Tekst voor analyse -
┏━━

Veel bacteriesoorten zijn aangepast aan het afbreken van dood organisch materiaal. Sommige leven samen in symbiose (zoals darmbacteriën) of als ziekteverwekker. Ook bij planten komen dit soort aanpassingen aan het samenleven met bacteriën voor. Zo is er een aantal belangrijke plantenziekten die door bacteriën wordt veroorzaakt.
Alle plantparasitaire bacteriën zijn staafjes, ze worden stafylokokken genoemd. Deze bacteriën bewegen zich voort met een zweepstaartje net als een zaadcel.
Bacteriofagen zijn virussen die parasiteren op bacteriën. Deze virussen injecteren hun DNA in een bacterie. Doordat de bacterie zich vermeerderd, vermeerderd ook het virus zich mee, zo kunnen ze nieuwe versies van zichzelf laten ontstaan, waardoor ze vaak steeds weer een resistentie die in een plant van nature zit kunnen doorbreken.
Er bestaan niet alleen bacteriën die planten ziek kunnen maken, maar er zijn ook heel veel nuttige micro-organismen. Ze leven in planten of rond de plantenwortels. Hierdoor groeien de planten beter. Bovendien beschermen ze de plant tegen ziekmakende micro-organismen. Soms wordt zelfs de groei van bladluizen en andere plaaginsecten afgeremd.

┗━━

(Fragmenten uit een dataset)
┏━━

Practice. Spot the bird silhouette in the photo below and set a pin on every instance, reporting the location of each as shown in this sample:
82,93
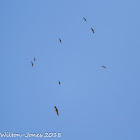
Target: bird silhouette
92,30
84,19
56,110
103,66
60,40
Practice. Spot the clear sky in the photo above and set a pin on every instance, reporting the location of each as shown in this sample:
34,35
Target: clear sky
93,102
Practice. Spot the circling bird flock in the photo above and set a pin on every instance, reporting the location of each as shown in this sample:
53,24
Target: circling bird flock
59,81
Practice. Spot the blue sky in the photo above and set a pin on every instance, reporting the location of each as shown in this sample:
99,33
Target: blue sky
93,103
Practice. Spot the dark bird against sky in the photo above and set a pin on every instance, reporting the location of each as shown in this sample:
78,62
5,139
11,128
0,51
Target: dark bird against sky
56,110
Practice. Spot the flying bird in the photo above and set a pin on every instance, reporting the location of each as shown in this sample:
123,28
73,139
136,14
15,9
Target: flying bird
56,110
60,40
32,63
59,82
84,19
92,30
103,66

┗━━
┏━━

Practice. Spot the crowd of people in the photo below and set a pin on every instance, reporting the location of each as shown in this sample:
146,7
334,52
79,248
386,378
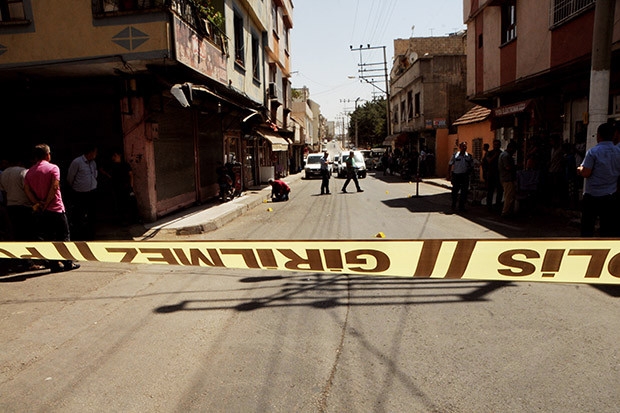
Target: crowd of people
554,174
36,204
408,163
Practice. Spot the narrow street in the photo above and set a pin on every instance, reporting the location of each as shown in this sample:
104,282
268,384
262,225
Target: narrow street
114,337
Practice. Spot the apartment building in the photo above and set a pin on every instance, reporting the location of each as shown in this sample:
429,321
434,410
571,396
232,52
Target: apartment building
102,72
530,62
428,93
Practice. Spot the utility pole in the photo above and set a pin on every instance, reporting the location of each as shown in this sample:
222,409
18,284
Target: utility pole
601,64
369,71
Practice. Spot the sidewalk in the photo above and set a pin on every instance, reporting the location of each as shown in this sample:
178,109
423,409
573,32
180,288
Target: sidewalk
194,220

┗━━
┏━━

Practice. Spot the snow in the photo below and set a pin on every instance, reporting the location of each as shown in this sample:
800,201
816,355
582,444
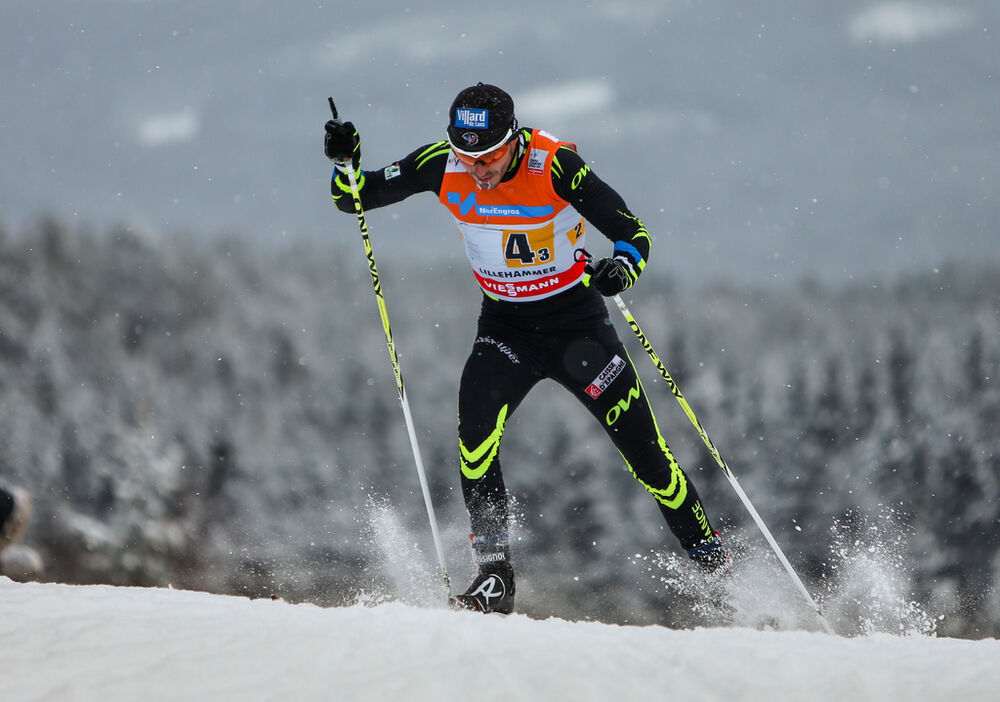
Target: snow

┗━━

Werkopdracht A -
Bewerk de tekst over bacteriën en planten: geef alles vanaf "Alle plantparasitaire bacteriën" tot en met "zit kunnen doorbreken." opnieuw, met "flagel" op de plaats van "zweepstaartje".
Werkopdracht B -
Leg uit waardoor planten volgens de tekst over bacteriën en planten beter groeien.
Werkopdracht C -
Wat zijn bacteriofagen volgens de tekst over bacteriën en planten?

Resultaat A -
Alle plantparasitaire bacteriën zijn staafjes, ze worden stafylokokken genoemd. Deze bacteriën bewegen zich voort met een flagel net als een zaadcel.
Bacteriofagen zijn virussen die parasiteren op bacteriën. Deze virussen injecteren hun DNA in een bacterie. Doordat de bacterie zich vermeerderd, vermeerderd ook het virus zich mee, zo kunnen ze nieuwe versies van zichzelf laten ontstaan, waardoor ze vaak steeds weer een resistentie die in een plant van nature zit kunnen doorbreken.

Resultaat B -
Planten groeien beter doordat er veel nuttige micro-organismen in de planten of rond de plantenwortels leven.

Resultaat C -
Virussen die parasiteren op bacteriën.